▶ _Instruções a seguir_
Escreva a continuação do trecho da página sobre candidatos que contestam a avaliação de seus documentos pela FGV e pela Ebserh, começando logo após a última frase.

▶ _Trecho da página_

Ele conseguiu uma liminar da Justiça, na 1ª Vara Federal de Blumenau, para “determinar às autoridades impetradas que promovam a análise do histórico escolar”. Mesmo após a decisão, de 24 de janeiro, a FGV e a Ebserh não se pronunciaram, conta Vitor.
➡️Outra candidata, Giovana Lins, de João Pessoa, relata que teve pontos injustamente cancelados, enquanto recebeu nota “extra” por um documento que sequer enviou. “Vou ter de pagar R$ 6 mil [com advogados] para corrigir um erro que não é meu. Meus documentos estão corretos, mas continuo com 10 pontos a menos do que deveria. É muito triste. Estão acabando com o meu psicológico”, afirma.

▶ _Trechos da listagem_
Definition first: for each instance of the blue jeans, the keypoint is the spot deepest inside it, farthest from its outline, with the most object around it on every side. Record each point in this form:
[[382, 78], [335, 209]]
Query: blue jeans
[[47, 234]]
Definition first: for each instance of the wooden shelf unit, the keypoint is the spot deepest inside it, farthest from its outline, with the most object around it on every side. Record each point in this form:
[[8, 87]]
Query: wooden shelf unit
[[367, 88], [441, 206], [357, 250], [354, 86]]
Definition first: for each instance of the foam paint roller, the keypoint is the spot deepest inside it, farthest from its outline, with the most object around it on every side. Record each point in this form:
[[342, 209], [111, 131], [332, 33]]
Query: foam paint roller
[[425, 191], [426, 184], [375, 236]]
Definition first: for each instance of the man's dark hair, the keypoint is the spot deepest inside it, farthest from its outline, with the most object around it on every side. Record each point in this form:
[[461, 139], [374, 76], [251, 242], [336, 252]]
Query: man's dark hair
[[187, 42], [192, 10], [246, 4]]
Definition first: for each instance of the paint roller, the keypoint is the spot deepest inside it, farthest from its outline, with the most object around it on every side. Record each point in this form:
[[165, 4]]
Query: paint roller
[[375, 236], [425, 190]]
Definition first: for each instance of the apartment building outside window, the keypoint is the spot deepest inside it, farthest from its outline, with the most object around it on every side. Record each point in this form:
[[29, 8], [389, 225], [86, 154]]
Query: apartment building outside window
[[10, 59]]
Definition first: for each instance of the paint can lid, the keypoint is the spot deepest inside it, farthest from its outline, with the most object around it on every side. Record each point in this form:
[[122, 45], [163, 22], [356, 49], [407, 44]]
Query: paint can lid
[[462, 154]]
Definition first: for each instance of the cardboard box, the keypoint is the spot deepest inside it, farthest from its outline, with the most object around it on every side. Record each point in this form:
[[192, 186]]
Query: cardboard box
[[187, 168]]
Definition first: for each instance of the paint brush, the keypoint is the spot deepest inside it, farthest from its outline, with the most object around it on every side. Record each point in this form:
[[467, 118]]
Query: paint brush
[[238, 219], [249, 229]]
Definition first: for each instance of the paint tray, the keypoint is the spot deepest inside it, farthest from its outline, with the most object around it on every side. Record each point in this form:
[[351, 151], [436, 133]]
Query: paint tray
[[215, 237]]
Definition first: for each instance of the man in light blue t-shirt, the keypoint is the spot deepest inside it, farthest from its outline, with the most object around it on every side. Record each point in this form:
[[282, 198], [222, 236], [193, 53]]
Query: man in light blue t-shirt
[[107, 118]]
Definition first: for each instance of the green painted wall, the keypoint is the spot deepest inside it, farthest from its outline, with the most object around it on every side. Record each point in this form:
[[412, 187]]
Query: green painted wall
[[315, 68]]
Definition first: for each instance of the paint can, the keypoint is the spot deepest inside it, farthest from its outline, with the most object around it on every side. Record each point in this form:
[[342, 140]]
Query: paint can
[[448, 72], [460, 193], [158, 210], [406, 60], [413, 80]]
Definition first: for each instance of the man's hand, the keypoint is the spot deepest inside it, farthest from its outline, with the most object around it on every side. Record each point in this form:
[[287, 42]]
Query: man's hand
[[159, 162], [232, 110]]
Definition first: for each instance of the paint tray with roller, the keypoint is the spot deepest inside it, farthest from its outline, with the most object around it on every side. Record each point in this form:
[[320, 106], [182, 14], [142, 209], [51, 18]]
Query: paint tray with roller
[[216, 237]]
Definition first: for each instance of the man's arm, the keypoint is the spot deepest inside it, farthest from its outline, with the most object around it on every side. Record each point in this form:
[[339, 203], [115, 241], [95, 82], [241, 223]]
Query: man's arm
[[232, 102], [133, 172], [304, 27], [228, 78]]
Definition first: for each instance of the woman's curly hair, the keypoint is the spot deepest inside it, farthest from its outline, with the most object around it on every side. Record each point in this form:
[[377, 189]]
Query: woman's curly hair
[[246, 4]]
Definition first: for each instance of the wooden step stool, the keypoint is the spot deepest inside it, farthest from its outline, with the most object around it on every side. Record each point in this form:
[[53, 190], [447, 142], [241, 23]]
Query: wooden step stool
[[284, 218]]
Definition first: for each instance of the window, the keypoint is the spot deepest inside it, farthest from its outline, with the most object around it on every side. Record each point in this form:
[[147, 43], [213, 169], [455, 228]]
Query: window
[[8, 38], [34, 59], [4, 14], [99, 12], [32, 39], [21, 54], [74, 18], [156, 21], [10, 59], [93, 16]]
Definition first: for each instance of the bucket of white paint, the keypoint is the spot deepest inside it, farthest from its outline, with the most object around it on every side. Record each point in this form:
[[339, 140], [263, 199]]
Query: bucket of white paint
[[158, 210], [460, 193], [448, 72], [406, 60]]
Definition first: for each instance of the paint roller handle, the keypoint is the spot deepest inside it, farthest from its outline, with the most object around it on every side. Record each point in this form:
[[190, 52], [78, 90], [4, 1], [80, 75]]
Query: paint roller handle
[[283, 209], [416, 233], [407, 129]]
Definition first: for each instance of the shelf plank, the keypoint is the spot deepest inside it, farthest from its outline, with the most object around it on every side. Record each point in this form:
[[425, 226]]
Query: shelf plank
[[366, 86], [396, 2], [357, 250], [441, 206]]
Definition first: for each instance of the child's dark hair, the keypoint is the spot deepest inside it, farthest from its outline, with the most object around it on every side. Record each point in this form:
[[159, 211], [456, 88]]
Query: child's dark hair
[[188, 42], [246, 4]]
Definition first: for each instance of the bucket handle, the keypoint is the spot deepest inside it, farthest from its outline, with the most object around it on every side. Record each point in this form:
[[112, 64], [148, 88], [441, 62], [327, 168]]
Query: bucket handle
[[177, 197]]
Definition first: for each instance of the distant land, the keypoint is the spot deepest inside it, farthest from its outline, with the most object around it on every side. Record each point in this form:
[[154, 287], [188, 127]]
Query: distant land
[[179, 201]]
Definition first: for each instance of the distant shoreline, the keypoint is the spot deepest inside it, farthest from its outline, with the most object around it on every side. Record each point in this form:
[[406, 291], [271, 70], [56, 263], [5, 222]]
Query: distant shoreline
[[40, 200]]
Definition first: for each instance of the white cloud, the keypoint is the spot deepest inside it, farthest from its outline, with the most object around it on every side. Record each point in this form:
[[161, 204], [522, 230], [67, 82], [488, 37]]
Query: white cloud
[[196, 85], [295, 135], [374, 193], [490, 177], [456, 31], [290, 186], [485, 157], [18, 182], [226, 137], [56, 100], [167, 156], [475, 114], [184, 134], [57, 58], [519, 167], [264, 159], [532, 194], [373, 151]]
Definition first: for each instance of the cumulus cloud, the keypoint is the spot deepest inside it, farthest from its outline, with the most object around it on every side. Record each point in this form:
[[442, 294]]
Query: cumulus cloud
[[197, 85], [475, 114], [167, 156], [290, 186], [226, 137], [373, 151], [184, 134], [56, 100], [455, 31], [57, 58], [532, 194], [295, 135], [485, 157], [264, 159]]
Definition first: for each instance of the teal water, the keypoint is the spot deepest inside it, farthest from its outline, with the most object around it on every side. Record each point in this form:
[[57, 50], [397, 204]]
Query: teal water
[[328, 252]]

▶ _Resultado do exercício_
➡️A espera pelo resultado da decisão judicial abala os estudantes. Carlos Vinícius busca uma vaga de residência no Ceará, na especialidade de clínica médica, e teve problemas com sua nota. Depois de entrar com recurso administrativo no próprio Enare, alguns artigos escritos por ele e eventos aos quais compareceu foram validados — mas seu histórico escolar, não.
“Já protocolei ação judicial contra a FGV/EBSERH e estou aguardando a análise do juiz. É lamentável que os candidatos estejam tendo de tomar medidas drásticas para tentar de alguma forma resolver todo esse transtorno. Minha saúde mental encontra-se abalada, estou extremamente desgastado e consumido por tudo que estou enfrentando nos últimos dias”, conta.